EXTRACT.

══════

- There are certain financial tasks worth tackling before 2022 comes to an end.
- These steps could help you shore up your finances and avoid debt in the new year.
- Add cash to your emergency fund, use up your FSA funds, and make a budget for holiday spending.
Be sure to check these off your list this month.
It's hard to believe that 2022 is almost over. But alas, November has arrived, and at this point, a lot of people are already entering holiday mode, which commonly signals the close of the year.
At the same time, we still have about two months left of 2022 to enjoy. And that also means you have time to set yourself up for a solid financial start to 2023. Here are some important money moves to tackle in November to help make that happen.
1. Give your emergency fund a lift
There's already been lots of talk of a potential recession in 2023. The Federal Reserve is aggressively raising interest rates to cool inflation, but that could cause a huge pullback in consumer spending that leads to broad economic decline. That's why now's a really good time to pump extra money into your emergency fund.
At a minimum, you should have enough money in your savings account to cover three months of essential bills. But that's really the minimum.
If a recession hits in the new year, it could lead to a months-long period of unemployment, so the more savings you have, the better. If you can manage to boost your emergency fund from three months' worth of bills to three-and-a-half or four months' worth, you'll be better-equipped to get by if a recession hits next year. And even if that doesn't happen, padding your emergency fund isn't a bad idea.
2. Make plans to use up your FSA
Have money sitting in your flexible spending account? You may have a grace period to use those funds in 2023 -- or you may not. It really depends on your plan, so you'll need to check. But if you don't get a grace period of carryover option, then take some time in November to schedule medical appointments and renew prescriptions. That way, you'll be less likely to end up forgoing money that's yours.

══════

STORED DATA.
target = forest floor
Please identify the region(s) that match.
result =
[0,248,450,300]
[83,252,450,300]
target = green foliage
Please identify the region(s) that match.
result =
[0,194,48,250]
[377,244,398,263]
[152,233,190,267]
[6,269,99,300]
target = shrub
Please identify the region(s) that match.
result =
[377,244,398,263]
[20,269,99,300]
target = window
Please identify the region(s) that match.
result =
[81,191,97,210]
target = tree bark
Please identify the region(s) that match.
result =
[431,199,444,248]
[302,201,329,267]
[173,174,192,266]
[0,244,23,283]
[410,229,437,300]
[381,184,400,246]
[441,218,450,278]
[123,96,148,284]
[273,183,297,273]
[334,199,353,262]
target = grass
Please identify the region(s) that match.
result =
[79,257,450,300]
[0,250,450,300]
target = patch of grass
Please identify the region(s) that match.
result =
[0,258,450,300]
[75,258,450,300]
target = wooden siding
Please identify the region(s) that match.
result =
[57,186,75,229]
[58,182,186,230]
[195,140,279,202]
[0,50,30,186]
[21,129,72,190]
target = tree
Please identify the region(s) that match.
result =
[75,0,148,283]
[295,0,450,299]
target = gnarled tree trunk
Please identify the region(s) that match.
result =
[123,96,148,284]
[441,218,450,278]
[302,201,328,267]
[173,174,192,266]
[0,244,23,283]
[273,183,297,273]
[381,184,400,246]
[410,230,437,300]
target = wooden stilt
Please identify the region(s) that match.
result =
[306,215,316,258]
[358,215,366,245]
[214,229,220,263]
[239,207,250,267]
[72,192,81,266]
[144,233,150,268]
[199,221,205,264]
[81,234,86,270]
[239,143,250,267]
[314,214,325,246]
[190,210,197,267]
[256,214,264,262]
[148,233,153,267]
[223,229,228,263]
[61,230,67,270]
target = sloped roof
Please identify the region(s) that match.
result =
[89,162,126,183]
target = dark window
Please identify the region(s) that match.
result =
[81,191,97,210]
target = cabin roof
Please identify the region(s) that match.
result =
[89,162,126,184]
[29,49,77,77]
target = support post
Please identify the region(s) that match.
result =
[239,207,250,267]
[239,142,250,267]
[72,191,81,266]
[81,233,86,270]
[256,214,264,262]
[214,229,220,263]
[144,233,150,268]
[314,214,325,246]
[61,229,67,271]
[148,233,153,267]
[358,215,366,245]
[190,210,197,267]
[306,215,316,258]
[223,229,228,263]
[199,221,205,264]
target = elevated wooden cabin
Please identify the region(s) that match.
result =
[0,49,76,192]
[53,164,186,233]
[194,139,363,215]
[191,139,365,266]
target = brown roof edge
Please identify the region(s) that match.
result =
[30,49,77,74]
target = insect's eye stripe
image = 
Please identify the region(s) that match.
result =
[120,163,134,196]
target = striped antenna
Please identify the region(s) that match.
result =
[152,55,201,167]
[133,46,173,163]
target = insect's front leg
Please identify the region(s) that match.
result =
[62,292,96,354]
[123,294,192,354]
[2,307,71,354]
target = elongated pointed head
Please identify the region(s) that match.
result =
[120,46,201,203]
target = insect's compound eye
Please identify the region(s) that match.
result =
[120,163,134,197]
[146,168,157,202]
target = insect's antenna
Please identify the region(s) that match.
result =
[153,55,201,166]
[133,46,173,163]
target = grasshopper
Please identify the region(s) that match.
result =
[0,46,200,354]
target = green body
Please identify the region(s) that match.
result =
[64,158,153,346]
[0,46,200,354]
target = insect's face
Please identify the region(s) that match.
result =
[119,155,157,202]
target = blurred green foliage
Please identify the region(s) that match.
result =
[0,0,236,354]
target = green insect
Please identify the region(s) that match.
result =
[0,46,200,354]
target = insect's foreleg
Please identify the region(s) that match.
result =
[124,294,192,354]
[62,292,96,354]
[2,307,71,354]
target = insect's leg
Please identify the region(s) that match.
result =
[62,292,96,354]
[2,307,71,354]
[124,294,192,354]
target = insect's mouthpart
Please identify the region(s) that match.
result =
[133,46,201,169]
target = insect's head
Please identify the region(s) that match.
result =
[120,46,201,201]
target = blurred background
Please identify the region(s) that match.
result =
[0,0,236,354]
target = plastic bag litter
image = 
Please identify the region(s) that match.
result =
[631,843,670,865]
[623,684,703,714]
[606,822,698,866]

══════

TASK PROMPT. Transcribe the year-end finances text from "- These steps" to "list this month.".

RESPONSE AREA.
- These steps could help you shore up your finances and avoid debt in the new year.
- Add cash to your emergency fund, use up your FSA funds, and make a budget for holiday spending.
Be sure to check these off your list this month.